**Directions for this task:**
Please return every entry below exactly as written, without any of its pictures.

**Stored records:**
┄┄┄┄┄┄

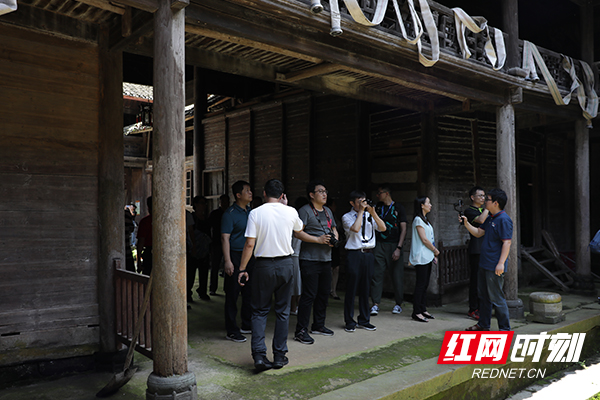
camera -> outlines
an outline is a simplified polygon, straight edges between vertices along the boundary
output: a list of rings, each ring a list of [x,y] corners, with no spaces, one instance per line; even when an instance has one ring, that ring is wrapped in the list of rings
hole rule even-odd
[[[333,232],[329,233],[329,244],[332,245],[333,247],[339,247],[341,244],[340,241],[335,238],[335,235],[333,234]]]
[[[365,199],[365,203],[367,203],[369,207],[375,207],[375,203],[371,199]]]

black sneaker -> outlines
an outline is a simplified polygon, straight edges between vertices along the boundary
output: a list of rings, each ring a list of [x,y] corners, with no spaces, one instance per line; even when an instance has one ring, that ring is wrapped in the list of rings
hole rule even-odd
[[[242,335],[241,333],[230,333],[229,335],[225,336],[225,339],[236,343],[244,343],[246,340],[248,340],[246,339],[246,336]]]
[[[352,325],[346,325],[346,327],[344,328],[344,330],[348,333],[352,333],[354,331],[356,331],[356,327],[352,326]]]
[[[318,329],[311,329],[310,333],[312,333],[314,335],[333,336],[333,331],[324,326],[322,326]]]
[[[308,332],[306,332],[306,329],[302,329],[300,332],[296,332],[294,340],[297,340],[302,344],[313,344],[315,342],[315,339],[310,337]]]
[[[374,331],[375,329],[377,329],[377,328],[375,327],[375,325],[371,325],[371,324],[369,324],[368,322],[367,322],[366,324],[362,324],[362,325],[361,325],[361,324],[358,324],[358,325],[356,325],[356,326],[357,326],[357,327],[359,327],[360,329],[366,329],[366,330],[368,330],[368,331]]]
[[[273,360],[273,368],[279,369],[283,368],[284,365],[288,365],[290,360],[284,355],[275,354],[275,359]]]
[[[271,361],[269,361],[267,356],[258,355],[254,357],[254,368],[258,372],[266,371],[268,369],[273,368],[273,364],[271,363]]]

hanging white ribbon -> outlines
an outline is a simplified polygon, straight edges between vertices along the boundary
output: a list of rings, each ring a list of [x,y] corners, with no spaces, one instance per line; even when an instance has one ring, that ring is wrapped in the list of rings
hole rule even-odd
[[[315,7],[317,0],[312,1],[312,8]],[[341,29],[341,15],[339,9],[339,0],[329,0],[329,7],[331,12],[331,35],[338,36],[342,34]],[[355,22],[364,25],[364,26],[377,26],[381,24],[383,18],[385,17],[385,12],[387,10],[389,0],[380,0],[377,2],[377,6],[375,7],[375,13],[373,15],[373,19],[370,21],[364,14],[363,10],[360,8],[358,4],[358,0],[344,0],[344,4],[346,4],[346,8],[348,8],[348,12],[352,16]],[[439,46],[439,38],[437,27],[435,25],[435,21],[433,19],[433,15],[431,13],[431,9],[429,8],[429,4],[427,0],[419,0],[419,5],[421,6],[421,14],[423,15],[423,21],[425,23],[425,29],[427,30],[427,35],[429,36],[429,40],[431,42],[431,59],[427,59],[423,55],[422,46],[421,46],[421,37],[423,35],[423,24],[419,19],[419,15],[415,10],[413,0],[408,0],[408,9],[410,12],[411,19],[413,21],[413,26],[415,30],[415,38],[410,39],[408,34],[406,33],[406,28],[404,27],[404,19],[402,18],[402,13],[400,12],[400,7],[398,6],[397,0],[392,0],[394,4],[394,10],[396,12],[396,18],[398,19],[398,23],[400,24],[400,31],[402,33],[402,38],[405,39],[410,44],[416,44],[417,50],[419,51],[419,61],[421,64],[426,67],[431,67],[440,59],[440,46]],[[311,8],[311,9],[312,9]]]
[[[0,15],[17,11],[17,0],[0,0]]]
[[[585,82],[585,84],[582,84],[575,73],[573,60],[565,55],[561,56],[563,57],[562,67],[569,73],[572,80],[570,91],[565,97],[562,97],[560,94],[558,85],[552,77],[550,70],[548,70],[544,58],[540,54],[538,48],[531,42],[526,40],[523,41],[523,69],[527,71],[527,79],[533,81],[539,80],[536,71],[537,65],[542,72],[546,85],[548,85],[554,103],[559,106],[568,105],[571,102],[571,93],[577,90],[577,101],[583,110],[583,117],[586,119],[588,126],[591,127],[592,119],[596,118],[598,115],[598,95],[594,90],[594,74],[592,73],[592,69],[587,63],[580,61]]]
[[[485,54],[488,60],[492,63],[492,68],[495,71],[502,69],[504,62],[506,61],[506,49],[504,46],[504,36],[500,29],[492,28],[494,30],[494,39],[496,41],[496,47],[498,49],[498,56],[496,56],[496,50],[492,44],[492,38],[490,36],[489,27],[487,20],[483,17],[471,17],[462,8],[453,8],[454,22],[456,24],[456,33],[458,35],[458,45],[465,59],[471,57],[471,51],[467,45],[467,39],[465,38],[465,29],[470,30],[473,33],[479,33],[485,31]],[[497,65],[496,65],[497,64]]]

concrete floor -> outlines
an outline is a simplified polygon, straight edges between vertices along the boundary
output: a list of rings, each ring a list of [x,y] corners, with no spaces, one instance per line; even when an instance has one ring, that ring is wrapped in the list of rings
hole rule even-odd
[[[531,291],[523,289],[520,293],[526,307]],[[339,294],[343,299],[343,293]],[[475,323],[466,316],[466,302],[430,308],[436,319],[420,323],[410,318],[410,303],[403,305],[403,313],[394,315],[393,301],[384,299],[380,314],[371,318],[376,331],[357,329],[346,333],[343,300],[330,299],[326,325],[335,335],[313,335],[313,345],[296,342],[293,340],[296,321],[291,316],[289,365],[256,374],[250,355],[250,335],[245,343],[225,339],[223,305],[224,296],[213,296],[210,302],[196,299],[188,313],[188,365],[196,375],[200,399],[375,399],[394,393],[397,398],[436,398],[453,384],[448,377],[459,376],[457,371],[464,367],[437,364],[444,333],[463,330]],[[596,298],[563,295],[563,309],[566,320],[556,325],[511,323],[516,333],[555,329],[572,332],[570,329],[579,329],[582,323],[588,328],[590,324],[600,326],[600,305]],[[273,320],[271,315],[267,329],[269,348]],[[492,329],[495,328],[494,319]],[[134,363],[139,367],[138,372],[112,398],[145,398],[152,361],[136,354]],[[1,390],[0,400],[94,399],[111,377],[109,373],[87,373],[20,383]],[[423,385],[424,382],[431,383]]]

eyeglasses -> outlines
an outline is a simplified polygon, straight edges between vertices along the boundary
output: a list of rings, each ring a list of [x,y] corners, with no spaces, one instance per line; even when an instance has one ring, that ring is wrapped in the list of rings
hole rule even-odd
[[[320,189],[320,190],[315,190],[313,193],[327,194],[327,193],[329,193],[329,191],[325,190],[325,189]]]
[[[380,190],[379,192],[377,192],[377,196],[383,194],[383,193],[387,193],[385,190]]]
[[[475,197],[485,197],[485,194],[476,194]]]

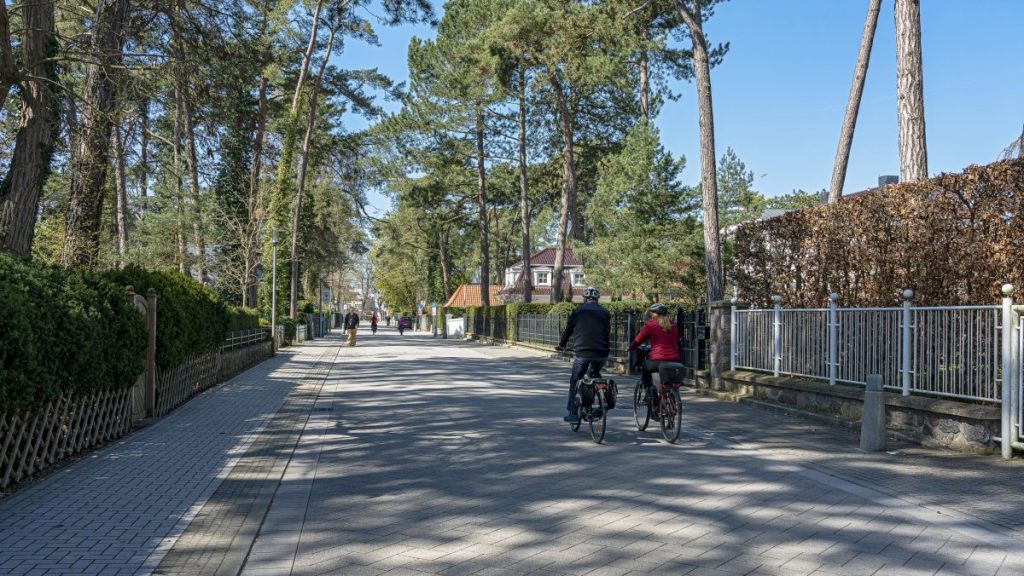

┄┄┄┄┄┄

**Your response:**
camera -> outlines
an outline is a simplified polygon, straight edges between vertices along the boundary
output: a list of rings, each ring a list of [x,y] corners, with no spaces, one instance per line; even when an instance has one ring, that ring is wrapped in the list of rings
hole rule even-odd
[[[333,232],[329,233],[329,244],[332,245],[333,247],[339,247],[341,244],[340,241],[335,238],[335,235],[333,234]]]
[[[365,199],[365,203],[367,203],[369,207],[375,207],[375,203],[371,199]]]

black sneaker -> outlines
an outline is a simplified polygon, straight edges between vertices along the boundary
output: a list of rings, each ring a list of [x,y] corners, with no spaces, one instance per line; even when an instance has one ring, that ring is wrapped in the list of rings
hole rule even-odd
[[[242,335],[241,333],[230,333],[229,335],[225,336],[225,339],[236,343],[244,343],[246,340],[248,340],[246,339],[246,336]]]
[[[352,325],[346,325],[346,327],[344,328],[344,330],[348,333],[352,333],[354,331],[356,331],[356,327],[352,326]]]
[[[318,329],[311,329],[310,333],[312,333],[314,335],[333,336],[333,331],[324,326],[322,326]]]
[[[308,332],[306,332],[306,329],[302,329],[300,332],[296,332],[294,340],[297,340],[302,344],[313,344],[315,342],[315,339],[310,337]]]
[[[374,331],[375,329],[377,329],[377,328],[375,327],[375,325],[371,325],[371,324],[369,324],[368,322],[367,322],[366,324],[362,324],[362,325],[361,325],[361,324],[358,324],[358,325],[356,325],[356,326],[357,326],[357,327],[359,327],[360,329],[366,329],[366,330],[368,330],[368,331]]]
[[[273,360],[273,368],[279,369],[283,368],[284,365],[288,365],[290,360],[284,355],[275,354],[275,359]]]
[[[271,361],[269,361],[267,356],[258,355],[254,357],[254,368],[258,372],[266,371],[268,369],[273,368],[273,364],[271,363]]]

hanging white ribbon -> outlines
an outline is a simplified polygon, straight edges between vertices along the boundary
output: a list of rings, each ring a list of [x,y] corners, with no spaces, one instance per line; even when an instance has one ring, that ring is wrapped in the list of rings
hole rule even-odd
[[[315,7],[317,0],[312,1],[312,8]],[[341,29],[341,15],[339,9],[339,0],[329,0],[329,7],[331,12],[331,35],[338,36],[342,34]],[[355,22],[364,25],[364,26],[377,26],[381,24],[383,18],[385,17],[385,12],[387,10],[389,0],[380,0],[377,2],[377,6],[375,7],[375,13],[373,15],[373,19],[370,21],[364,14],[363,10],[360,8],[358,4],[358,0],[344,0],[344,4],[346,4],[346,8],[348,8],[348,12],[352,16]],[[439,46],[439,38],[437,27],[435,25],[435,21],[433,19],[433,15],[431,13],[431,9],[429,8],[429,4],[427,0],[419,0],[419,5],[421,6],[421,14],[423,15],[423,21],[425,23],[425,29],[427,30],[427,35],[429,36],[429,40],[431,42],[431,59],[427,59],[423,55],[422,46],[421,46],[421,37],[423,35],[423,24],[419,19],[419,15],[415,10],[413,0],[408,0],[408,9],[410,12],[411,19],[413,21],[413,26],[415,30],[415,38],[410,39],[408,34],[406,33],[406,28],[404,27],[404,19],[402,18],[402,13],[400,12],[400,7],[398,6],[397,0],[392,0],[394,4],[394,10],[396,12],[396,18],[398,19],[398,23],[400,24],[400,31],[402,33],[402,38],[405,39],[410,44],[416,44],[417,50],[419,51],[419,61],[421,64],[426,67],[431,67],[440,59],[440,46]],[[311,8],[311,9],[312,9]]]
[[[0,15],[17,11],[17,0],[0,0]]]
[[[585,82],[585,84],[582,84],[575,73],[573,60],[565,55],[561,56],[563,57],[562,67],[569,73],[572,80],[570,91],[565,97],[562,97],[560,94],[558,85],[552,77],[550,70],[548,70],[544,58],[540,54],[538,48],[531,42],[526,40],[523,41],[523,69],[527,71],[527,79],[533,81],[539,80],[536,71],[537,65],[542,72],[546,85],[548,85],[554,103],[559,106],[568,105],[571,102],[571,93],[577,90],[577,101],[583,110],[583,117],[586,119],[588,126],[591,127],[592,119],[596,118],[598,115],[598,95],[594,90],[594,74],[592,73],[592,69],[587,63],[580,61]]]
[[[485,54],[488,60],[492,63],[492,68],[495,71],[502,69],[504,62],[506,61],[506,49],[504,46],[504,36],[500,29],[492,28],[494,30],[494,39],[496,41],[496,47],[498,49],[498,56],[496,56],[496,50],[492,44],[492,38],[490,36],[489,27],[487,20],[483,17],[471,17],[462,8],[453,8],[454,22],[456,24],[456,33],[458,35],[458,45],[465,59],[471,57],[471,51],[467,45],[467,39],[465,38],[465,29],[470,30],[473,33],[479,33],[485,31]],[[497,65],[496,65],[497,64]]]

concrete floor -> outlines
an outline is a simplified polygon, straight edges between vertices along the boundary
output: a list of rings, each ring a list of [x,y] corners, with no spaces, one instance per line; even when an instance has one ring, that ring is wrapped in the list of rings
hole rule even-odd
[[[531,291],[523,289],[520,293],[526,307]],[[339,294],[343,299],[343,293]],[[475,323],[466,316],[466,302],[430,308],[436,319],[420,323],[410,318],[410,303],[403,305],[403,313],[394,315],[393,301],[384,299],[380,314],[371,318],[376,331],[357,329],[346,333],[343,300],[330,299],[326,325],[335,335],[313,335],[313,345],[296,342],[293,340],[296,321],[291,316],[289,365],[256,374],[250,355],[250,335],[245,343],[225,339],[223,305],[224,296],[213,296],[210,302],[196,299],[188,313],[188,365],[196,375],[200,399],[375,399],[394,393],[397,398],[436,398],[453,384],[448,377],[459,376],[457,371],[464,367],[437,364],[444,333],[463,330]],[[596,298],[563,295],[563,309],[566,320],[556,325],[511,323],[516,333],[555,329],[572,332],[570,329],[579,329],[582,323],[588,328],[590,324],[600,326],[600,305]],[[273,320],[271,315],[267,329],[269,348]],[[492,329],[495,328],[494,319]],[[134,363],[139,367],[138,372],[112,398],[145,398],[152,361],[136,354]],[[1,390],[0,400],[94,399],[111,377],[109,373],[87,373],[20,383]],[[423,385],[424,382],[431,383]]]

eyeglasses -> outlines
an outline is a simplified polygon, straight edges between vertices along the boundary
output: a list of rings, each ring a list of [x,y] corners, with no spaces, one instance per line; even when an instance has one ring, that ring is wrapped in the list of rings
hole rule even-odd
[[[320,189],[320,190],[315,190],[313,193],[327,194],[327,193],[329,193],[329,191],[325,190],[325,189]]]
[[[380,190],[379,192],[377,192],[377,196],[383,194],[383,193],[387,193],[385,190]]]
[[[475,197],[485,197],[485,194],[476,194]]]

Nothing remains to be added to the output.